What to work on => Write out each of the entries below word for word, with no changes.
————
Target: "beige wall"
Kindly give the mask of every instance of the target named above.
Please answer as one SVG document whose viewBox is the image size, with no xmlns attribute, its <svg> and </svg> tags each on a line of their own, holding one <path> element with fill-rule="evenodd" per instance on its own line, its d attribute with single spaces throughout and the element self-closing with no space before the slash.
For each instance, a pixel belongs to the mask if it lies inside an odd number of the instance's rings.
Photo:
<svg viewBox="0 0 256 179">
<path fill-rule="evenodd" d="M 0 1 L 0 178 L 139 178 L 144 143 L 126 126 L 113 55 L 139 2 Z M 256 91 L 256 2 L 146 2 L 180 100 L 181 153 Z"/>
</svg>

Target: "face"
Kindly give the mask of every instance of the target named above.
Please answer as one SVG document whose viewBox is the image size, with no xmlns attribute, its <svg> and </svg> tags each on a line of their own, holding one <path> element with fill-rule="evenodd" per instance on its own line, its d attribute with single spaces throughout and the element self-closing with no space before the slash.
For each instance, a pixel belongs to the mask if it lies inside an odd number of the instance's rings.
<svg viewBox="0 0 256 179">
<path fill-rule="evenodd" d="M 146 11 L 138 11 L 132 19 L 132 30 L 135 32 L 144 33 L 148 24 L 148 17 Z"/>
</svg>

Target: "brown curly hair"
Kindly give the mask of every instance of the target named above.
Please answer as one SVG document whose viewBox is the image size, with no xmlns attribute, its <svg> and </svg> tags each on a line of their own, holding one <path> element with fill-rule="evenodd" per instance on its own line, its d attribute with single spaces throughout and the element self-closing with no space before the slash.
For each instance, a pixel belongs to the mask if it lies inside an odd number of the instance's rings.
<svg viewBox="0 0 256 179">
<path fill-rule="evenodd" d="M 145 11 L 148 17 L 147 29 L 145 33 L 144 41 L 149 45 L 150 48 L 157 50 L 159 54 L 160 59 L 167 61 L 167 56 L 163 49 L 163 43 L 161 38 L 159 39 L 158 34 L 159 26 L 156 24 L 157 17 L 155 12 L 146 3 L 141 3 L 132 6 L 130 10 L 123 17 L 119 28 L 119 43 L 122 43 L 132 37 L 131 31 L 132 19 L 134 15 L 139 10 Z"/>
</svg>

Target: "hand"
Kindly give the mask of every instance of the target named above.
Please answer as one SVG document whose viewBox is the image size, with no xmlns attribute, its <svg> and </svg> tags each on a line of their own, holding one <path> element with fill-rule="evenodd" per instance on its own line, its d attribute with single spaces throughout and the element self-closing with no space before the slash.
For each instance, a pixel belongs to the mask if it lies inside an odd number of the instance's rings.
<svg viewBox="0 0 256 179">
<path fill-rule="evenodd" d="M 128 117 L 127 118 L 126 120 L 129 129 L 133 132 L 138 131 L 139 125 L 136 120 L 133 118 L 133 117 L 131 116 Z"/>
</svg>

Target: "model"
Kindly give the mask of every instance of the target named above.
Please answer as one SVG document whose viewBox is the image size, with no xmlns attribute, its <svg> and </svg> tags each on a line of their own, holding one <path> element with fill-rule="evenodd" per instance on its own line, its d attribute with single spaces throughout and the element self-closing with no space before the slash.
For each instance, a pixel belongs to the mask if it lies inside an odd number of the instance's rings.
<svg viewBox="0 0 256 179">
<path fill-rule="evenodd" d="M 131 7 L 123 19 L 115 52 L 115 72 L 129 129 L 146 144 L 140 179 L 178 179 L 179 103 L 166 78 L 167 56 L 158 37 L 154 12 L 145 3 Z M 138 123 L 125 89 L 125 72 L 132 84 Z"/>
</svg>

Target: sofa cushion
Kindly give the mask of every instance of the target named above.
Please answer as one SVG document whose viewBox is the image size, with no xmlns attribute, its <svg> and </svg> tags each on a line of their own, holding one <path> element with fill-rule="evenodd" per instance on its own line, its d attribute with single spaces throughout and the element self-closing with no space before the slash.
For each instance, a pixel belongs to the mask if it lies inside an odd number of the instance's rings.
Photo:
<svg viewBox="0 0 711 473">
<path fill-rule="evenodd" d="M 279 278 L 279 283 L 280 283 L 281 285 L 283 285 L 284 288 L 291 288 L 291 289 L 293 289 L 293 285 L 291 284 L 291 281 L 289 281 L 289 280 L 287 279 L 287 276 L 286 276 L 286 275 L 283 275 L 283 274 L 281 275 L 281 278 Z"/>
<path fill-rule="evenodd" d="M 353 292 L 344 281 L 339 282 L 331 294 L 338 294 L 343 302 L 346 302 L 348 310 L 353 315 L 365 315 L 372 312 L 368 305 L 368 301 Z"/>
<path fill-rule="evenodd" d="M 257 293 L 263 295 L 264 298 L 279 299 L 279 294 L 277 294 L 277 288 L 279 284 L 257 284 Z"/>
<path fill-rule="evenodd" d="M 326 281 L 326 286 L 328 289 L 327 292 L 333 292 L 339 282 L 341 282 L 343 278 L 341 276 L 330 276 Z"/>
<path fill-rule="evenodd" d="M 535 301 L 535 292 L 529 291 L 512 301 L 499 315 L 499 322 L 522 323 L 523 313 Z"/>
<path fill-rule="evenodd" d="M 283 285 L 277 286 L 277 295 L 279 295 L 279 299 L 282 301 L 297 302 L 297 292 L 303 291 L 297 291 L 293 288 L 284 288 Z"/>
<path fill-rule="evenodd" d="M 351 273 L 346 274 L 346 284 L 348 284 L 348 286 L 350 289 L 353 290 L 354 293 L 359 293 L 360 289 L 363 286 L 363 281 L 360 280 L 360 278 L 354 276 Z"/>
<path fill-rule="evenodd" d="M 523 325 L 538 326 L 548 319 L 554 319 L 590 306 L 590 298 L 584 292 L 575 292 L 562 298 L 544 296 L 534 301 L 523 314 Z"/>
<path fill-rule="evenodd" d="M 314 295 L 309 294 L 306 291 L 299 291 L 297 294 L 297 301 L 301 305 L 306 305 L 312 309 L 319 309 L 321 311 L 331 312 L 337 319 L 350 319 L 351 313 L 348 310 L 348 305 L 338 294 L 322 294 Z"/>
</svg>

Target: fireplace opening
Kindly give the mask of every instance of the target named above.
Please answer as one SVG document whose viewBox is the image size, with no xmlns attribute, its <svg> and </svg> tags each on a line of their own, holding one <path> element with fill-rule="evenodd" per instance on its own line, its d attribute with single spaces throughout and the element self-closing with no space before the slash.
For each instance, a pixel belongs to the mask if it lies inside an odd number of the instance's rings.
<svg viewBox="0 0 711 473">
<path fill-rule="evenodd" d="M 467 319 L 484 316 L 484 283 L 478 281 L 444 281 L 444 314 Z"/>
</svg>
————
Finished exercise =>
Target: "beige wall"
Kindly give the mask of every instance of the target named above.
Please answer as one SVG document whose viewBox is the image size, with no xmlns attribute, its <svg> and </svg> tags each on a line of their own, holding one <path> element with fill-rule="evenodd" per instance on its own line, its d attribute with single spaces throughout and the element self-closing with no space before the slash.
For each instance, a pixel belongs to the mask if it lies inside an odd number of the instance's rings.
Photo:
<svg viewBox="0 0 256 179">
<path fill-rule="evenodd" d="M 0 1 L 0 178 L 139 178 L 144 143 L 126 126 L 113 55 L 139 2 Z M 256 91 L 256 2 L 146 2 L 180 100 L 181 153 Z"/>
</svg>

Target: "face"
Kindly give the mask of every instance of the target named above.
Please answer as one SVG document whose viewBox is the image size, with no xmlns attribute, its <svg> and </svg> tags each on a line of their own, holding one <path> element with fill-rule="evenodd" per instance on its own line, its d attribute with single spaces throughout and the element self-closing with no space before the slash.
For each instance, a pixel belongs to the mask if it lies inside an odd number of the instance's rings.
<svg viewBox="0 0 256 179">
<path fill-rule="evenodd" d="M 146 11 L 138 11 L 132 19 L 132 30 L 135 32 L 144 33 L 148 24 L 148 17 Z"/>
</svg>

Target: "brown curly hair"
Kindly give the mask of every instance of the target named above.
Please answer as one SVG document whose viewBox is the image size, with no xmlns attribute, its <svg> and </svg> tags each on a line of their own, holding one <path> element with fill-rule="evenodd" per instance on its own line, its d attribute with single spaces throughout and the element self-closing with no space before the slash.
For each instance, a pixel belongs to the mask if it lies inside an odd number of the instance's rings.
<svg viewBox="0 0 256 179">
<path fill-rule="evenodd" d="M 145 11 L 148 17 L 147 29 L 145 33 L 144 41 L 149 45 L 150 48 L 157 50 L 159 54 L 160 59 L 167 61 L 167 56 L 163 49 L 163 43 L 161 38 L 159 39 L 158 34 L 159 26 L 156 24 L 157 17 L 155 12 L 146 3 L 141 3 L 132 6 L 130 10 L 123 17 L 119 28 L 119 43 L 122 43 L 132 37 L 131 31 L 132 19 L 134 15 L 139 10 Z"/>
</svg>

Target: "hand"
Kindly give the mask of every instance of the target named above.
Please answer as one SVG document whose viewBox is the image size, with no xmlns attribute, its <svg> and </svg> tags each on a line of their own, holding one <path> element with fill-rule="evenodd" per instance on its own line, its d attribute with single spaces throughout and the element self-closing with no space before the slash.
For each instance, a pixel belongs to the mask if it lies inside an odd number of the instance's rings.
<svg viewBox="0 0 256 179">
<path fill-rule="evenodd" d="M 128 117 L 127 118 L 126 120 L 129 129 L 133 132 L 138 131 L 139 125 L 136 120 L 133 118 L 133 117 L 131 116 Z"/>
</svg>

Target: "model"
Kindly give the mask of every instance of the target named above.
Please answer as one SVG document whose viewBox is the image size, with no xmlns attribute, its <svg> and </svg> tags each on a line of their own, holding one <path> element with fill-rule="evenodd" per instance on its own line, its d attribute with single spaces throughout and the element self-closing with no space before the slash.
For each instance, a pixel belongs to the mask if it lies inside an odd number of the instance's rings.
<svg viewBox="0 0 256 179">
<path fill-rule="evenodd" d="M 131 7 L 123 19 L 115 52 L 115 72 L 129 129 L 146 144 L 140 179 L 178 179 L 179 103 L 166 78 L 167 56 L 158 37 L 154 12 L 145 3 Z M 138 123 L 125 89 L 125 72 L 132 84 Z"/>
</svg>

Target: sofa cushion
Kindly give the mask of every instance of the target named above.
Please answer as one SVG document whose viewBox is the image size, with no xmlns attribute, its <svg> and </svg> tags each on a line of their own, holding one <path> element with fill-rule="evenodd" per instance on its own line, its d attribute with single spaces throughout and the element self-closing with no space before the slash.
For each instance, a pixel belongs to the mask if it lies inside an odd number of the instance's rings.
Photo:
<svg viewBox="0 0 711 473">
<path fill-rule="evenodd" d="M 279 278 L 279 283 L 280 283 L 281 285 L 283 285 L 284 288 L 291 288 L 291 289 L 293 289 L 293 285 L 291 284 L 291 281 L 289 281 L 289 280 L 287 279 L 287 276 L 286 276 L 286 275 L 283 275 L 283 274 L 281 275 L 281 278 Z"/>
<path fill-rule="evenodd" d="M 353 292 L 344 281 L 339 282 L 331 294 L 338 294 L 343 302 L 346 302 L 348 310 L 353 315 L 365 315 L 372 312 L 368 305 L 368 301 Z"/>
<path fill-rule="evenodd" d="M 257 293 L 263 295 L 264 298 L 279 299 L 279 294 L 277 294 L 277 288 L 279 284 L 257 284 Z"/>
<path fill-rule="evenodd" d="M 326 281 L 326 286 L 328 289 L 327 292 L 333 292 L 339 282 L 341 282 L 343 278 L 341 276 L 330 276 Z"/>
<path fill-rule="evenodd" d="M 535 301 L 535 292 L 529 291 L 512 301 L 499 315 L 499 322 L 522 323 L 523 313 Z"/>
<path fill-rule="evenodd" d="M 283 285 L 277 286 L 277 295 L 279 295 L 279 299 L 282 301 L 297 302 L 297 292 L 303 291 L 297 291 L 293 288 L 284 288 Z"/>
<path fill-rule="evenodd" d="M 351 273 L 346 274 L 346 284 L 348 284 L 348 286 L 350 289 L 353 290 L 354 293 L 359 293 L 360 289 L 363 286 L 363 281 L 360 280 L 360 278 L 354 276 Z"/>
<path fill-rule="evenodd" d="M 523 325 L 538 326 L 548 319 L 554 319 L 590 306 L 590 298 L 584 292 L 575 292 L 562 298 L 544 296 L 534 301 L 523 314 Z"/>
<path fill-rule="evenodd" d="M 314 295 L 309 294 L 306 291 L 299 291 L 297 294 L 297 301 L 301 305 L 306 305 L 312 309 L 319 309 L 321 311 L 331 312 L 337 319 L 350 319 L 351 313 L 348 310 L 348 305 L 338 294 L 322 294 Z"/>
</svg>

Target: fireplace opening
Kindly give the mask of every instance of the target named above.
Please answer as one SVG document whose viewBox is the image size, with no xmlns attribute, its <svg> and </svg> tags each on a line of their own, holding one <path> element with fill-rule="evenodd" per instance on its own line, its d attribute with single spaces throughout and the element self-closing with no space before the slash.
For each instance, a pixel belongs to the mask if it lies inside an odd number of the instance's rings.
<svg viewBox="0 0 711 473">
<path fill-rule="evenodd" d="M 467 319 L 484 316 L 484 283 L 478 281 L 444 281 L 444 314 Z"/>
</svg>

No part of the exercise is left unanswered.